- [Texte présenté]
:::::
On acquiert une bonne habitude par une répétition d’actes, qui implique nécessairement un certain type d’exigences. Les parents peuvent exiger de leurs enfants qu’ils fassent certaines choses — exigences positives — ou qu’ils ne les fassent pas — exigences préventives. Ce dernier type d’exigences consiste soit à éviter un danger inutile à l’enfant, soit à l’empêcher de développer une mauvaise habitude.
Il semble logique que des exigences positives soient nécessaires pour développer certaines vertus, notamment l’ordre et la persévérance. On peut exiger dans le domaine de l’action, mais également dans celui de la pensée, ce qui est nécessaire à toute bonne orientation. Celui qui a pour charge d’orienter reçoit des informations qu’il transmet à différentes personnes. Ce faisant, il exige une réflexion de la part des intéressés et les soutient ensuite avec affection. Cette façon d’exiger — en donnant des explications, en demandant le pourquoi, en approfondissant les motifs — semble plus évidente pour d’autres vertus, telles que la loyauté.

Deux problèmes

A force de parler d’exigences, on peut redouter certains dangers, notamment celui de détruire toute spontanéité et toute créativité chez l’enfant. En un mot, nous n’en faisons pas un être libre. Un autre problème serait que ces habitudes finissent par se réduire à une pure routine sans signification.
En ce qui concerne la liberté, l’explication est très simple. L’une des composantes de la liberté est la capacité de choisir entre plusieurs possibilités. Imaginons qu’il s’agisse de choisir entre jouer au tennis et ne pas y jouer. Si la personne sait y jouer, il existe la possibilité de choisir. Si elle ne sait pas jouer, elle n’est pas libre de choisir. Cela peut être transposé dans le domaine de la vertu. A seize ans, un jeune veut être généreux, sans avoir appris à l’être. Que va-t-il se passer ? Il ne le sera pas car il n’a pas le choix. On ne peut acquérir une habitude en un instant, car c’est la répétition même de l’acte qui permet de parler d’habitude.
En ce qui concerne la routine, on comprend par ce terme la réalisation d’une activité sans signification. La routine apparaît inévitablement si nous considérons la vertu comme une fin en soi et non comme un moyen pour atteindre le Bien. Par exemple, l’ordre pour l’ordre n’a pas de sens : le but est d’obtenir un climat de paix ou une réelle efficacité. Or, certains actes, de par le niveau de développement de la vertu et l’âge de l’enfant, vont être ordonnés à une fin déterminée. Le jeune enfant, en effet, cultive la persévérance en attachant ses lacets. La finalité est claire pour l’enfant. Tandis que les adultes attachent leurs lacets machinalement, en pensant à autre chose. Nous n’allons pas en déduire que cet acte assurément routinier perd tout son sens. En l’occurrence, grâce à l’acquisition d’une aptitude, il devient possible de porter ses efforts sur des choses plus importantes, ou mieux adaptées aux capacités de la personne. En un mot, l’on doit profiter de son acquis pour continuer de s’améliorer.
:::::
- [Données fournies]
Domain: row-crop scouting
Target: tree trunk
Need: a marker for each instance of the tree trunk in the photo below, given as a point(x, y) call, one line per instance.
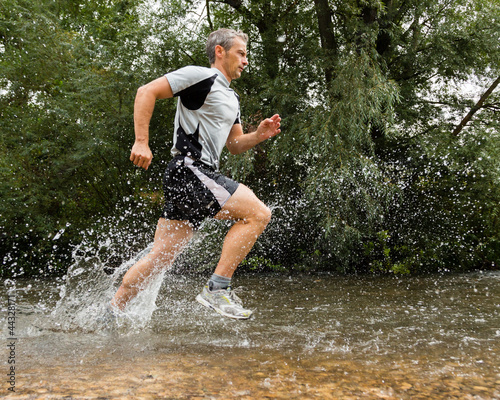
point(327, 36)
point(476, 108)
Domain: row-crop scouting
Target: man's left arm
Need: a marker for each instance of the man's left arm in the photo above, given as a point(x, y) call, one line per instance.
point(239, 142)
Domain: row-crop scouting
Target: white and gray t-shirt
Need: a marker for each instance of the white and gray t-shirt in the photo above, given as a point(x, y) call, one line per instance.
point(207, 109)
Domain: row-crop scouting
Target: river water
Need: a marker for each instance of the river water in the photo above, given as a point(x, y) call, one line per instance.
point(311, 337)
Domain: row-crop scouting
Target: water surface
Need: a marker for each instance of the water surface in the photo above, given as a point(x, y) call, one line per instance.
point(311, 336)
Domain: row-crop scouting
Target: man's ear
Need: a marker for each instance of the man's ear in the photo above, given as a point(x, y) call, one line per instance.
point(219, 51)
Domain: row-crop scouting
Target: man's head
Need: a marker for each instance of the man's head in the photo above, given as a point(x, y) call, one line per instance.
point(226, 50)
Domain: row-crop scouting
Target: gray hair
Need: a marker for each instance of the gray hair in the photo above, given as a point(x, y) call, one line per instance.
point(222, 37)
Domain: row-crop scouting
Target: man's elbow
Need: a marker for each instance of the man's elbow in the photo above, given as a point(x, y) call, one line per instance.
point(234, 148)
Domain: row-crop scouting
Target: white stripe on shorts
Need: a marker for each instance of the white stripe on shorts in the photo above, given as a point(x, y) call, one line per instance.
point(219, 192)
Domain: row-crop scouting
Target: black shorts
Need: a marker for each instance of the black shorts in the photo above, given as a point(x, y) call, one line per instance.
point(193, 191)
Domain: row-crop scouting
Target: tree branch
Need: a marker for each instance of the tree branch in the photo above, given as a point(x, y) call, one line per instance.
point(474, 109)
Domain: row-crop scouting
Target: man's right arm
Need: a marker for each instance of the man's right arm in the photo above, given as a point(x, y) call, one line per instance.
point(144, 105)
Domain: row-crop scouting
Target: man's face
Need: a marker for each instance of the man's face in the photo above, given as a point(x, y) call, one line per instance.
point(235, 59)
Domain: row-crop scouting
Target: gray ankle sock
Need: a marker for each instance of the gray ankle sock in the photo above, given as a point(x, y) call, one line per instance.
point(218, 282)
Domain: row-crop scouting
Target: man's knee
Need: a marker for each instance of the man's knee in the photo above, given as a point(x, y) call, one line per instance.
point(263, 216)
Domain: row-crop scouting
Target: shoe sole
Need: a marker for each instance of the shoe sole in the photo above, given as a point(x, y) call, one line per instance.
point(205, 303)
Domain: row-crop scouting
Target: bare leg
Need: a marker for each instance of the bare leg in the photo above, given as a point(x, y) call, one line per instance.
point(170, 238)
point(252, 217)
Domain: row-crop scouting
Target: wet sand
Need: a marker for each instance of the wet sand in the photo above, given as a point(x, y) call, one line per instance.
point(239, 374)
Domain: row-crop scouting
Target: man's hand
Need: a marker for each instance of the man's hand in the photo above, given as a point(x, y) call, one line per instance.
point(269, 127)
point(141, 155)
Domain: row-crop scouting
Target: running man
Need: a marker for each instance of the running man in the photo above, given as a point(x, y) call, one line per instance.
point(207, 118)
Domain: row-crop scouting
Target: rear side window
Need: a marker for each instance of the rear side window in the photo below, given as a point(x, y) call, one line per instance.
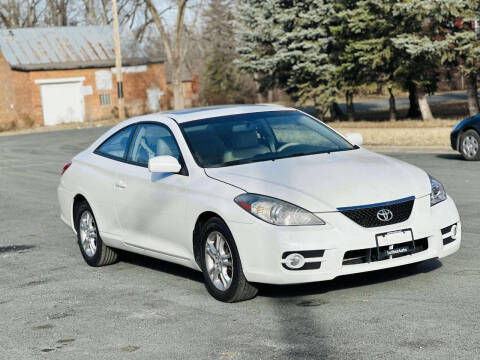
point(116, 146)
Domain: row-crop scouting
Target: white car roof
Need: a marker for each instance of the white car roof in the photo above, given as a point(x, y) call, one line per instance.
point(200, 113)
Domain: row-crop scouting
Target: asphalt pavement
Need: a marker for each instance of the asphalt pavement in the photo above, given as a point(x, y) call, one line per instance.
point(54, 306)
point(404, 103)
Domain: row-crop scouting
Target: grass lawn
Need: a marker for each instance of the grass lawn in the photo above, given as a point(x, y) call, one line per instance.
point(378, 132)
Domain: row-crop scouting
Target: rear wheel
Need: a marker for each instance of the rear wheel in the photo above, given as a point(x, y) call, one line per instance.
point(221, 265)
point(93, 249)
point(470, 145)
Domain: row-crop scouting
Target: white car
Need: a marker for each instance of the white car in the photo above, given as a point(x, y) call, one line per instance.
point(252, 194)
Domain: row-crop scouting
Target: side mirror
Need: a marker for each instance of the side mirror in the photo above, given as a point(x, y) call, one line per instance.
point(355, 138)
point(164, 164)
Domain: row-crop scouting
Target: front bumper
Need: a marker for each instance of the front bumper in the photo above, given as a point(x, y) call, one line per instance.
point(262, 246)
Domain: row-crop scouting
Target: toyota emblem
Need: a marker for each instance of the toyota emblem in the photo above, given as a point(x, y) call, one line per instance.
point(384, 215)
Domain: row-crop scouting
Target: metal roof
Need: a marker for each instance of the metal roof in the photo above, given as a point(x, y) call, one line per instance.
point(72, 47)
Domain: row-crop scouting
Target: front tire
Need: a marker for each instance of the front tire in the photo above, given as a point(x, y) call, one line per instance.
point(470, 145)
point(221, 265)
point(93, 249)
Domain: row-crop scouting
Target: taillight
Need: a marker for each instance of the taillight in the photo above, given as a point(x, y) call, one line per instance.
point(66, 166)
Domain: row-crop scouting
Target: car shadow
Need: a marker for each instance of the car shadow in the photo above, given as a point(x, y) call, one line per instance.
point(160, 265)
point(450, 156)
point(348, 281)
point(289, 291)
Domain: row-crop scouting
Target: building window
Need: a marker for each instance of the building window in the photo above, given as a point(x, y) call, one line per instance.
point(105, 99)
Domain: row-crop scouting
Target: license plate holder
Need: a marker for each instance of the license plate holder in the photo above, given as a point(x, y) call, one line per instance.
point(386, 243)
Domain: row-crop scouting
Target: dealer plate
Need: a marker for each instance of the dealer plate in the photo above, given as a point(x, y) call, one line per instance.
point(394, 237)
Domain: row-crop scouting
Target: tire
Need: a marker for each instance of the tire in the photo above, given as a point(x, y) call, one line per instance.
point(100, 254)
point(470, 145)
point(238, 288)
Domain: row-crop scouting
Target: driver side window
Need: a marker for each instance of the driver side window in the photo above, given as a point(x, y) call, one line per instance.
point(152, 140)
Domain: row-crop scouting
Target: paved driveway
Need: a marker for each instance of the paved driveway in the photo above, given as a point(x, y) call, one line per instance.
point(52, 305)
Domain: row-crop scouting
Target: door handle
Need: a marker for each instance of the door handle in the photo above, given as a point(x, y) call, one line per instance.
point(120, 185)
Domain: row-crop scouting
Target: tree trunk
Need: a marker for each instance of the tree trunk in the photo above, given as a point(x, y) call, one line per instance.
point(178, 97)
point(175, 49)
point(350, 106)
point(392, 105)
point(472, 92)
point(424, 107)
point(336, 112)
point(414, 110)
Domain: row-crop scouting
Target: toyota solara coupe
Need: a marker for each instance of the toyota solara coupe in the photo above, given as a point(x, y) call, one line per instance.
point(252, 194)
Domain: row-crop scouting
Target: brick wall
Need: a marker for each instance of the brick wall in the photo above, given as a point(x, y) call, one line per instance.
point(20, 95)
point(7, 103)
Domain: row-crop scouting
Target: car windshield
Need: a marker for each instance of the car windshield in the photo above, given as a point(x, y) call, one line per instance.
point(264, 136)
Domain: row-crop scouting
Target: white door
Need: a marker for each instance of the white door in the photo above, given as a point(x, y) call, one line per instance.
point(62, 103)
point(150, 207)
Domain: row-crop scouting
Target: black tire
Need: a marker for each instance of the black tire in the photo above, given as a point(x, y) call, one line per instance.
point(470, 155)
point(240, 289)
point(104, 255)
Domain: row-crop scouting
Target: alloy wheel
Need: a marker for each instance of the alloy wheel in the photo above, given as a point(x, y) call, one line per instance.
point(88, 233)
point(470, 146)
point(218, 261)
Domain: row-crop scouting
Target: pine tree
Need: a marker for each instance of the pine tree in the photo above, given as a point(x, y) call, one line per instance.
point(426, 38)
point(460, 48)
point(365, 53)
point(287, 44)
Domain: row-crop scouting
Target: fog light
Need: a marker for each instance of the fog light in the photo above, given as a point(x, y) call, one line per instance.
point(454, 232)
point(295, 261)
:::::
- [Consigne]
Poursuivez le texte consacré aux exigences parentales et à l'acquisition des bonnes habitudes à partir de sa dernière phrase. La liste n'a aucun lien avec le texte présenté.

- [Réponse]
Vertus, âges et motivations

Deux vertus sous-tendent toutes les autres. Je veux parler de la prudence et de la force. Sans elles, pas de vertu possible. “Choisir le bien constitue la prudence ; ne pas l’abandonner, malgré les obstacles, les passions et l’orgueil, constitue respectivement la force, la tempérance et la justice”. Nous avons là les vertus dites cardinales.
Dans son exercice, la prudence suppose que l’on ne perde pas de vue le pourquoi de l’action. Sans prudence, la vertu peut devenir une fin en soi. Pensons à la vertu de l’ordre. Celui qui se propose d’être ordonné comme une fin et non comme un moyen peut finir par être maniaque. La sincérité, sans prudence, peut se traduire pas un défoulement verbal. Deux vices constituent toujours le pendant de chaque vertu : “l’un ouvertement contraire, et l’autre ayant l’apparence de la vertu elle-même”. Par exemple, à l’ordre correspondent le désordre et la maniaquerie ; à l’assiduité au travail, la paresse et l’activisme.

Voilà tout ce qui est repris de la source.